-- Start Supplied entries --

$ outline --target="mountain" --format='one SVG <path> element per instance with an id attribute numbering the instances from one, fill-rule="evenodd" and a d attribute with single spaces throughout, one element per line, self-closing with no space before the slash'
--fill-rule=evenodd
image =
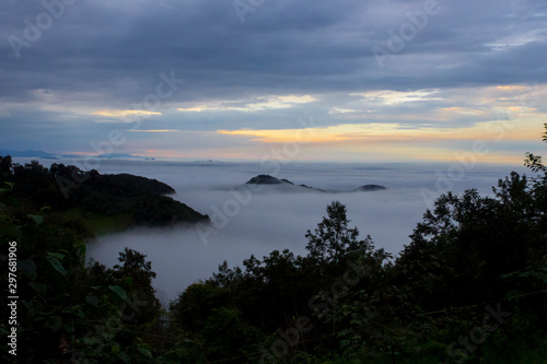
<path id="1" fill-rule="evenodd" d="M 358 191 L 368 192 L 368 191 L 380 191 L 380 190 L 387 189 L 387 187 L 381 186 L 381 185 L 363 185 L 363 186 L 360 186 L 353 190 L 348 190 L 348 191 L 323 190 L 323 189 L 310 187 L 306 185 L 295 185 L 292 181 L 290 181 L 289 179 L 277 178 L 277 177 L 274 177 L 270 175 L 255 176 L 255 177 L 251 178 L 249 180 L 247 180 L 245 184 L 246 185 L 275 185 L 275 186 L 287 186 L 287 187 L 294 186 L 295 188 L 305 188 L 307 190 L 314 190 L 317 192 L 327 192 L 327 193 L 344 193 L 344 192 L 358 192 Z"/>
<path id="2" fill-rule="evenodd" d="M 258 175 L 258 176 L 253 177 L 249 180 L 247 180 L 245 183 L 245 185 L 291 185 L 294 187 L 303 187 L 303 188 L 309 188 L 312 190 L 323 192 L 323 190 L 321 190 L 321 189 L 313 188 L 313 187 L 310 187 L 306 185 L 295 185 L 295 184 L 291 183 L 289 179 L 284 179 L 284 178 L 279 179 L 279 178 L 276 178 L 276 177 L 270 176 L 270 175 Z"/>
<path id="3" fill-rule="evenodd" d="M 380 185 L 364 185 L 356 189 L 356 191 L 381 191 L 387 189 L 385 186 Z"/>
<path id="4" fill-rule="evenodd" d="M 156 179 L 129 174 L 102 175 L 77 166 L 37 161 L 13 164 L 0 156 L 0 177 L 11 186 L 9 196 L 31 210 L 50 210 L 63 224 L 81 224 L 95 234 L 130 226 L 165 226 L 208 222 L 188 206 L 165 196 L 175 190 Z"/>

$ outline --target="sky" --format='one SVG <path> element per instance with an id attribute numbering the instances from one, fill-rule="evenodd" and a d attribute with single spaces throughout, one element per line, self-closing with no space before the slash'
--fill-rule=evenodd
<path id="1" fill-rule="evenodd" d="M 0 148 L 522 164 L 544 0 L 3 0 Z"/>

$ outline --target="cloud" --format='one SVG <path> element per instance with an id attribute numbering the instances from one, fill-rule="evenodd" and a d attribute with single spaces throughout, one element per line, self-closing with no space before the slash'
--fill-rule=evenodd
<path id="1" fill-rule="evenodd" d="M 388 49 L 391 34 L 411 24 L 408 13 L 422 11 L 423 1 L 281 0 L 257 7 L 244 23 L 231 1 L 78 1 L 32 42 L 25 20 L 36 25 L 48 10 L 8 1 L 0 12 L 0 143 L 84 152 L 136 116 L 146 116 L 143 129 L 208 136 L 291 129 L 309 116 L 321 127 L 465 129 L 528 93 L 493 92 L 498 86 L 537 82 L 545 90 L 544 1 L 439 3 L 440 12 L 381 69 L 372 47 Z M 10 37 L 28 43 L 20 58 Z M 161 74 L 172 71 L 186 82 L 170 89 Z M 158 90 L 168 94 L 158 108 L 135 107 Z M 519 113 L 545 113 L 545 103 L 536 104 Z M 66 138 L 40 138 L 30 128 L 36 115 Z"/>

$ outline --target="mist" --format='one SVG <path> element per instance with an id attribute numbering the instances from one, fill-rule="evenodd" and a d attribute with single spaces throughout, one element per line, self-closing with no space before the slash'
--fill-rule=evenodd
<path id="1" fill-rule="evenodd" d="M 153 280 L 156 295 L 164 305 L 189 284 L 210 278 L 224 260 L 230 267 L 241 266 L 251 255 L 261 258 L 276 249 L 305 255 L 307 230 L 314 231 L 335 200 L 347 207 L 350 226 L 358 227 L 361 238 L 370 235 L 376 248 L 396 256 L 410 243 L 408 235 L 441 192 L 476 188 L 481 195 L 492 195 L 499 178 L 514 169 L 525 172 L 508 165 L 476 165 L 455 173 L 454 165 L 443 164 L 291 162 L 272 173 L 248 162 L 121 160 L 102 161 L 96 168 L 102 174 L 130 173 L 164 181 L 177 191 L 174 199 L 212 220 L 210 225 L 138 227 L 89 243 L 88 258 L 107 267 L 118 262 L 118 253 L 125 247 L 147 255 L 158 274 Z M 387 189 L 327 193 L 279 186 L 257 190 L 245 185 L 251 177 L 268 173 L 324 190 L 349 191 L 369 184 Z"/>

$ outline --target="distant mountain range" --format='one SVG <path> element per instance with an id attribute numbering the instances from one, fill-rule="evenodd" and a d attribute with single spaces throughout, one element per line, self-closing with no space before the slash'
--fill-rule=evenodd
<path id="1" fill-rule="evenodd" d="M 359 192 L 359 191 L 380 191 L 380 190 L 387 189 L 387 187 L 381 186 L 381 185 L 363 185 L 363 186 L 360 186 L 358 188 L 353 188 L 351 190 L 341 190 L 341 191 L 339 191 L 339 190 L 324 190 L 324 189 L 318 189 L 318 188 L 310 187 L 310 186 L 306 186 L 306 185 L 295 185 L 292 181 L 290 181 L 289 179 L 277 178 L 277 177 L 274 177 L 274 176 L 270 176 L 270 175 L 258 175 L 258 176 L 255 176 L 255 177 L 251 178 L 249 180 L 247 180 L 246 185 L 280 185 L 280 186 L 288 186 L 288 187 L 294 186 L 295 188 L 299 188 L 299 189 L 300 188 L 305 188 L 305 189 L 309 189 L 309 190 L 314 190 L 314 191 L 318 191 L 318 192 L 326 192 L 326 193 L 342 193 L 342 192 Z"/>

-- End Supplied entries --

# Your goal
Pictures in the records above should not be copied. Repeat everything else exactly.

# Solution to this exercise
$ outline --target="mountain" --format='one SVG <path> element per instance with an id attribute numbering the instances from one, fill-rule="evenodd" and a d attribute with single spaces throughout, one element per line, self-closing with no space before the slash'
--fill-rule=evenodd
image =
<path id="1" fill-rule="evenodd" d="M 358 191 L 368 192 L 368 191 L 380 191 L 380 190 L 387 189 L 387 187 L 381 186 L 381 185 L 363 185 L 363 186 L 360 186 L 353 190 L 348 190 L 348 191 L 323 190 L 323 189 L 310 187 L 306 185 L 295 185 L 292 181 L 290 181 L 289 179 L 277 178 L 277 177 L 274 177 L 270 175 L 255 176 L 255 177 L 251 178 L 249 180 L 247 180 L 245 184 L 246 185 L 275 185 L 275 186 L 287 186 L 287 187 L 294 186 L 295 188 L 305 188 L 307 190 L 314 190 L 317 192 L 327 192 L 327 193 L 344 193 L 344 192 L 358 192 Z"/>
<path id="2" fill-rule="evenodd" d="M 258 175 L 258 176 L 253 177 L 249 180 L 247 180 L 245 183 L 245 185 L 291 185 L 294 187 L 303 187 L 303 188 L 309 188 L 312 190 L 323 192 L 323 190 L 321 190 L 321 189 L 313 188 L 313 187 L 310 187 L 306 185 L 295 185 L 295 184 L 291 183 L 289 179 L 284 179 L 284 178 L 279 179 L 279 178 L 276 178 L 276 177 L 270 176 L 270 175 Z"/>
<path id="3" fill-rule="evenodd" d="M 380 185 L 364 185 L 356 189 L 356 191 L 381 191 L 387 189 L 385 186 Z"/>
<path id="4" fill-rule="evenodd" d="M 156 179 L 129 174 L 102 175 L 77 166 L 37 161 L 13 164 L 0 156 L 0 177 L 11 186 L 9 196 L 31 210 L 50 210 L 63 224 L 81 224 L 95 234 L 130 226 L 165 226 L 208 222 L 188 206 L 165 196 L 175 190 Z"/>

$ outline --target="sky" --format='one SVG <path> element per instance with an id attribute numbering the instances from one, fill-rule="evenodd" and a d attribute with single spaces throughout, one element per line, self-closing with no space before the slash'
--fill-rule=evenodd
<path id="1" fill-rule="evenodd" d="M 0 148 L 522 164 L 544 0 L 3 0 Z"/>

$ outline --target="cloud" --format='one SVG <path> element per instance with an id attribute numbering the instances from one, fill-rule="evenodd" and a d attribute with single spaces throughout, one element per line, self-closing with no space before the slash'
--fill-rule=evenodd
<path id="1" fill-rule="evenodd" d="M 388 49 L 391 34 L 411 24 L 408 13 L 422 11 L 423 1 L 281 0 L 257 7 L 244 23 L 231 1 L 78 1 L 32 42 L 25 20 L 36 25 L 48 10 L 8 1 L 0 12 L 0 143 L 84 152 L 136 116 L 146 116 L 143 129 L 208 136 L 291 129 L 309 116 L 321 127 L 465 129 L 528 93 L 493 92 L 498 86 L 537 82 L 545 90 L 544 1 L 439 3 L 440 12 L 381 69 L 372 47 Z M 10 37 L 28 43 L 20 58 Z M 161 74 L 172 71 L 186 82 L 170 89 Z M 158 90 L 168 94 L 158 108 L 135 107 Z M 519 113 L 545 113 L 545 103 L 536 104 Z M 66 138 L 40 138 L 30 128 L 36 115 Z"/>

$ outline --target="mist" --format='one SVG <path> element per instance with an id attribute numbering the instances from one, fill-rule="evenodd" and a d attribute with single spaces throughout, one element per line, self-closing with no space before the slash'
--fill-rule=evenodd
<path id="1" fill-rule="evenodd" d="M 153 280 L 156 295 L 164 305 L 189 284 L 210 278 L 224 260 L 230 267 L 241 266 L 251 255 L 261 258 L 276 249 L 305 255 L 307 230 L 314 231 L 335 200 L 347 207 L 350 226 L 358 227 L 361 238 L 370 235 L 376 248 L 396 256 L 410 243 L 408 235 L 441 192 L 476 188 L 481 195 L 492 195 L 499 178 L 514 169 L 525 172 L 508 165 L 476 165 L 455 173 L 454 165 L 443 164 L 291 162 L 272 173 L 248 162 L 121 160 L 102 161 L 96 168 L 102 174 L 130 173 L 164 181 L 177 191 L 174 199 L 212 220 L 210 225 L 138 227 L 89 243 L 88 258 L 107 267 L 118 262 L 118 253 L 125 247 L 147 255 L 158 274 Z M 387 189 L 327 193 L 279 186 L 257 190 L 245 185 L 251 177 L 268 173 L 324 190 L 349 191 L 369 184 Z"/>

$ outline --target="distant mountain range" --format='one SVG <path> element per instance with an id attribute numbering the instances from one, fill-rule="evenodd" and a d attribute with single spaces throughout, one element per line, self-closing with no space before the slash'
--fill-rule=evenodd
<path id="1" fill-rule="evenodd" d="M 359 192 L 359 191 L 380 191 L 380 190 L 387 189 L 387 187 L 381 186 L 381 185 L 363 185 L 363 186 L 360 186 L 358 188 L 353 188 L 351 190 L 341 190 L 341 191 L 339 191 L 339 190 L 324 190 L 324 189 L 318 189 L 318 188 L 310 187 L 310 186 L 306 186 L 306 185 L 295 185 L 292 181 L 290 181 L 289 179 L 277 178 L 277 177 L 274 177 L 274 176 L 270 176 L 270 175 L 258 175 L 258 176 L 255 176 L 255 177 L 251 178 L 249 180 L 247 180 L 246 185 L 280 185 L 280 186 L 288 186 L 288 187 L 294 186 L 295 188 L 299 188 L 299 189 L 300 188 L 305 188 L 305 189 L 309 189 L 309 190 L 314 190 L 314 191 L 318 191 L 318 192 L 326 192 L 326 193 L 342 193 L 342 192 Z"/>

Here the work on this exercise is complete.